• **Pasaje del documento**

#####

Es revelador que algunos de los fenómenos que ocupan hoy la
agenda política hayan situado el “yo” en el centro de la legitimación de la
realidad. El lema de la manifestación que rodeó el juicio por violación
múltiple en Pamplona fue “Yo sí te creo”, poniendo en evidencia que los hechos
han pasado a un segundo plano en el proceso judicial. Fuera del amparo de lo
contrastable, las víctimas solo pueden quedar vendidas a la veleidad de la
confianza. Pienso en Dolores Vázquez, a la que solo los hechos absolvieron de
un crimen del que la opinión pública la había encontrado culpable. A ella no la
creyeron.
Tampoco es banal que estos días se haya atacado a los jueces
bajo la premisa de que el pueblo no les ha elegido. La idea de que el pueblo
está capacitado para impartir justicia de forma directa es la contestación del
principio liberal de la mediación, así como el cuestionamiento del sistema de
pesos y contrapesos en que se fundamenta el Estado de derecho. En la pretensión
de democratizar la justicia o de ampliar hacia el ámbito de lo técnico las
competencias de la decisión popular resuenan los ecos de ese tránsito de la
democracia a la hiperdemocracia de la que hablara Ortega en la década de los
30.
Recientemente escribí un artículo sobre este caso de la
violación múltiple, encontrándome con una crítica muy sugerente. La de alguien
que afirmaba que la justicia no puede ser “objetiva” porque es el resultado de
las “relaciones de poder” que atraviesan la sociedad. Es un buen resumen de una
posmodernidad que parece desterrar la posibilidad del conocimiento objetivo y
que evoca irremediablemente a los intelectuales constructivistas y
estructuralistas.

#####

• **Datos**

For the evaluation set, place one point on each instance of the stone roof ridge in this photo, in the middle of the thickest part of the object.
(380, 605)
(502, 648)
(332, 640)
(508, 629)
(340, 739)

#####

• **Tareas por realizar**
1) En el texto sobre la justicia y la opinión pública, ¿qué lema tuvo la manifestación que rodeó el juicio por violación múltiple en Pamplona?
2) Prolonga el texto sobre la justicia y la opinión pública a partir de su última oración.

• **Respuestas escritas**
1) El lema fue «Yo sí te creo».

2)
El comentario me recordó aquel pasaje de la Microfísica del poder de Foucault en el
que un grupo de maoístas se dispone a formar un tribunal revolucionario.
Entonces Foucault les dice que el tribunal, con una mesa en torno a la cual se
separa físicamente a los jueces de los juzgados, estableciendo una relación de
poder, es una institución necesariamente burguesa. Los maoístas lo miran con
desconcierto y le dicen que hay que juzgar a los enemigos de la revolución de algún
modo.
La conclusión, claro, solo puede ser una: que todo intento
por suprimir las relaciones de poder, que efectivamente existen, conducirá a la
parálisis y a la renuncia de la praxis política y social. La ausencia de una
filosofía propositiva encaja bien con el carácter de una época en la que los
nuevos líderes políticos ponen más énfasis en el relato y en el diagnóstico que
en la acción, y subraya quizá la superación definitiva de los postulados del
materialismo histórico contenidos en la tesis once de Marx sobre Feuerbach.
Así, no es extraño que el acontecimiento político más
disruptivo de la posmodernidad haya sido el populismo, que reúne todos los
atributos del momento histórico. La posverdad, el relativismo, la contestación
de la ciencia y del experto, el foco en el diagnóstico, el ánimo plebiscitario
e hiperdemocrático, la expresividad, la hipertrofia identitaria, el narcisismo.
Hace unos días, el exdirigente de Izquierda Unida Gaspar Llamazares dijo de
Podemos que “se queda en una política de gestos que no atrae a la izquierda
seria”. No es casual que Llamazares lidere ahora la plataforma Actúa, que
predica un retorno a la izquierda materialista de voluntad transformadora.
En todo caso, el populismo se ha convertido en un concepto
odioso para los académicos, pues comprende fenómenos de apariencia heterogénea
y de los que participan electorados diversos si atendemos al eje ideológico, al
generacional o al socioeconómico. Es difícil extraer conclusiones y situar bajo
el mismo paraguas del populismo a colectivos tan dispares como los votantes del
Brexit, los partidarios de la independencia en Cataluña, los electores de Trump
o los de Podemos.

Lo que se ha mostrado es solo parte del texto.